EXERCISE TASK
Lines before the one containing "In the photo above, where can the blue" are excluded; retype that line and all remaining lines of the material exactly.

[Records contained in a dataset]

════════════════

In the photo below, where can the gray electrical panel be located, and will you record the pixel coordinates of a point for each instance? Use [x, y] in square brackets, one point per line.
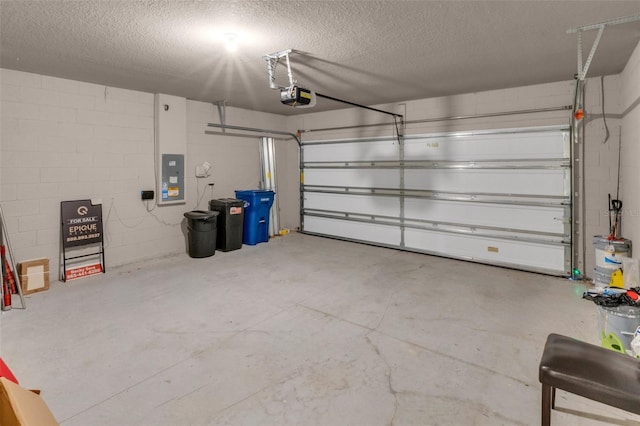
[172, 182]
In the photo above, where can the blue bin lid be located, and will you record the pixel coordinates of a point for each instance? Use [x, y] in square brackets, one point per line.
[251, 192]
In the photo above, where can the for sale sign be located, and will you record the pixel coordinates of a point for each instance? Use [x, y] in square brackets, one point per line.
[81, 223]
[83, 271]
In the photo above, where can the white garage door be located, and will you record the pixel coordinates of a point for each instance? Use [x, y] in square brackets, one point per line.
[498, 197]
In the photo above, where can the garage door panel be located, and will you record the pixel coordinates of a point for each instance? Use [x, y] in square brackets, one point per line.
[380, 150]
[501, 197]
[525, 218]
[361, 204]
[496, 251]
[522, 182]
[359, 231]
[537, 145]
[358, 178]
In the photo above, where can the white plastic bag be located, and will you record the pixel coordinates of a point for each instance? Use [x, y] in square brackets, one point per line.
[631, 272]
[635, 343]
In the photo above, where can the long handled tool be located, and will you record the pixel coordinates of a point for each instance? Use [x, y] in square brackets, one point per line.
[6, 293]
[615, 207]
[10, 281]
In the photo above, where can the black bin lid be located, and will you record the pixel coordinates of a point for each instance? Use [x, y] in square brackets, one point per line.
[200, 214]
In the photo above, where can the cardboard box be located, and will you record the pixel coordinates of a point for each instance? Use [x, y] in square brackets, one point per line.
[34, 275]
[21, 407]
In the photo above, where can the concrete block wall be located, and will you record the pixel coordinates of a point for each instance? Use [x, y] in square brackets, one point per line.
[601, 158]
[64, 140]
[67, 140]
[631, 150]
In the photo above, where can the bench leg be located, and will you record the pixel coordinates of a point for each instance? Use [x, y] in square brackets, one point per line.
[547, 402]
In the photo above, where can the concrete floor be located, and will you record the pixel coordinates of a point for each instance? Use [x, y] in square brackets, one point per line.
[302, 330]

════════════════

ANSWER TO THIS EXERCISE
In the photo above, where can the blue bin lid be located, and will you record the pixel coordinates of a point for each instance? Use [x, y] in square brackets, one point per line.
[251, 192]
In the photo above, where can the for sale sign be located, and will you record the pixel coordinates of a point for each instance? Use [x, y] in square brackets, one point per line.
[81, 223]
[83, 271]
In the photo above, where can the white garage door be located, and will you record the pixel coordinates of a point for each instance? Use [x, y] in square brackets, one point per line.
[498, 197]
In the photo above, where can the garage door panel be located, and will you record the pixel coordinates of a point for each instance? Use [x, y] in square brackets, one point per line.
[380, 150]
[501, 197]
[525, 218]
[361, 204]
[496, 251]
[522, 182]
[359, 231]
[537, 145]
[358, 178]
In the photo above, where can the white plastic bag be located, and will you record the pixel coordinates of a point for each instance? Use [x, y] in square brackets, one point per line.
[631, 272]
[635, 343]
In the photo above, where can the long handled tool be located, and will you record the pixel coordinates of a point for each instance? Use [x, y] in square brackets, one point per line.
[6, 293]
[615, 207]
[10, 281]
In the photo above, where can the black bin lid be located, and will you record the pixel coordinates of a point for each instance? Use [x, y] in square brackets, one point per line.
[200, 214]
In the photo above, where can the cardboard box be located, and will you record the pixel coordinates of a point for each instance? Use [x, y] in square brackets, one point per line.
[34, 275]
[21, 407]
In the photo above, where can the concrete block wall be located, and will you record the pixel coordinates of a point for each instance? Use [x, y] in square brackets, one point per line.
[601, 158]
[64, 140]
[67, 140]
[631, 150]
In the photo above, where can the bench leg be located, and will you record the pixel coordinates of a point for each instance? Use [x, y] in square brackets, one point per line.
[547, 402]
In the photo above, where can the concrete floor be located, and will you record the pixel coordinates of a point for each instance? Use [x, y] in square brackets, one point per line.
[302, 330]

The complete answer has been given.